> [Supplied entries]:

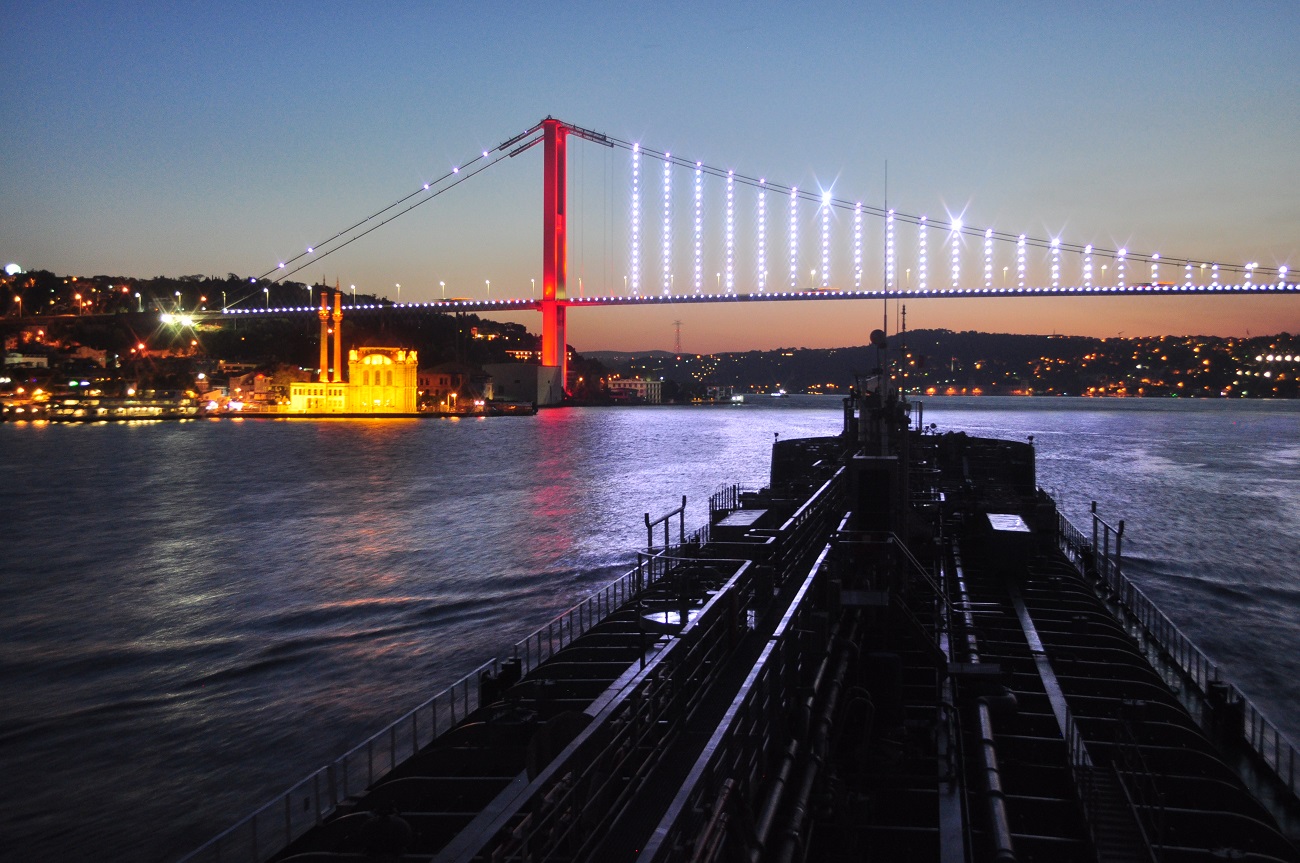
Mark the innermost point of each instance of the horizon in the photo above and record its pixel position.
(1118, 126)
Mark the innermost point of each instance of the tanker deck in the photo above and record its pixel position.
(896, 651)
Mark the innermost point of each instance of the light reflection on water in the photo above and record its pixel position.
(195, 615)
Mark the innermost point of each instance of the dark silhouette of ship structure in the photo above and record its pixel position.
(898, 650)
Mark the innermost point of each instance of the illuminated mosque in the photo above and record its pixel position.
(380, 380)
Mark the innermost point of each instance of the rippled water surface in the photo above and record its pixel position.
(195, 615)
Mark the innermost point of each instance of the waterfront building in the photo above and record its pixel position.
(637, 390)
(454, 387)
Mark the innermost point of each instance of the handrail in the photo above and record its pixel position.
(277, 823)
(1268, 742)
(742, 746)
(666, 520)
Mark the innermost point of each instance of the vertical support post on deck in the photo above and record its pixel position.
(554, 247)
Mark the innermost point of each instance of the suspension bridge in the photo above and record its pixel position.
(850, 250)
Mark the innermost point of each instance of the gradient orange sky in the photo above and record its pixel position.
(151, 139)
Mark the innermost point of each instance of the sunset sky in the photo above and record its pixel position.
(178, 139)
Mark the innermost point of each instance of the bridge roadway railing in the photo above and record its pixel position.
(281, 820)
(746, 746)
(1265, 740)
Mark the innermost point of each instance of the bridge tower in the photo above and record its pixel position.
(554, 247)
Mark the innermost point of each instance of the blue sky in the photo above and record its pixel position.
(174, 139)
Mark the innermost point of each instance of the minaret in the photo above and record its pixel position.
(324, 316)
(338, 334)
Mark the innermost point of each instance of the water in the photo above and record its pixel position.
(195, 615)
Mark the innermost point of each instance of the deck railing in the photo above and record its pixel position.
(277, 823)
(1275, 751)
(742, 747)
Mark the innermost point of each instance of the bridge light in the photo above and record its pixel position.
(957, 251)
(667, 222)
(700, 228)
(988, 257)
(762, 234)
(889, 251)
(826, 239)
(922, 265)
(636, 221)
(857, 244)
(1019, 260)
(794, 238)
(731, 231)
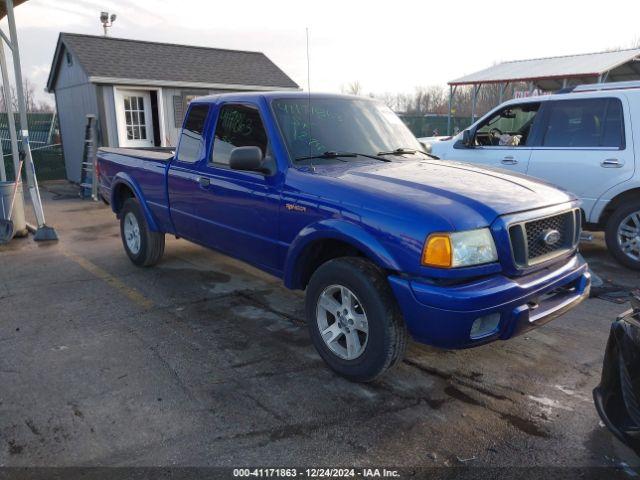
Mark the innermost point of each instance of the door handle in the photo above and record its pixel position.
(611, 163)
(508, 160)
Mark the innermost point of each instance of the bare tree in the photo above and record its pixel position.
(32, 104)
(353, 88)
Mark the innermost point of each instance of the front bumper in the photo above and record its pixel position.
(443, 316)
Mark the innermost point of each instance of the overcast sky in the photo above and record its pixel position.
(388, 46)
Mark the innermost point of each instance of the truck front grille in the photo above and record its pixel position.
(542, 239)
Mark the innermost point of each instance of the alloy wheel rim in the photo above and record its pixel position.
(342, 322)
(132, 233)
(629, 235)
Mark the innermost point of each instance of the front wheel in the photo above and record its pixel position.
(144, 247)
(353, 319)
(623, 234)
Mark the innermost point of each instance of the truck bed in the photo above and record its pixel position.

> [Exercise brief]: From the line containing "Mark the innermost point of each instance of the sunset" through the final line of the records, write out each line exactly, and include no pictures.

> [Response]:
Mark the innermost point of each instance of the sunset sky in the photo above and record its pixel position.
(178, 139)
Mark the innermost point of each instance of the bridge roadway railing in the photo above and record its pixel position.
(281, 820)
(746, 746)
(1265, 740)
Mark the innermost point of each instance of the bridge tower in the photo above and record its pixel position.
(554, 247)
Mark the innermost point of each instance of the blue sky in the photo above and record its pixel position.
(174, 139)
Mark the innermost point of each instance of the minaret in the photo above and record its pixel position.
(324, 316)
(338, 334)
Mark the innermost point of each instance of the water in the photo above and record its pixel position.
(195, 615)
Mark the innermost point of each instance of the deck railing in the photo above and record its pixel position.
(277, 823)
(1275, 751)
(742, 747)
Mark the innermost point of each instance of the bridge light in the photo above and record its pixel position.
(957, 251)
(667, 222)
(700, 228)
(988, 257)
(762, 234)
(889, 251)
(826, 239)
(922, 265)
(636, 221)
(857, 244)
(1019, 260)
(794, 238)
(731, 231)
Mark the innermost point of each instance of the door handle in the photo above and record its pixel position.
(611, 163)
(508, 160)
Mark the innermost point of each instance of the bare tree in the photo above and record its pixel position.
(32, 104)
(353, 88)
Mark the innermost point of each instance of the front bumper in the photo above and record its pixel position.
(443, 316)
Mark the innermost point of each instance of the overcast sky in the photo above and record its pixel position.
(388, 46)
Mark the innermost point of each instance of the truck front grille in the photo above and record its pixel position.
(542, 239)
Mark the innermost point of each instance of the alloy wheel rim in the photo above and record its pixel position.
(342, 322)
(132, 233)
(629, 235)
Mark the innermost point of each instance of the front wheel in the photo above and record its pixel position.
(144, 247)
(353, 319)
(623, 234)
Mark the innermost point of each instance of the truck bed in the photo above and record its pixel position.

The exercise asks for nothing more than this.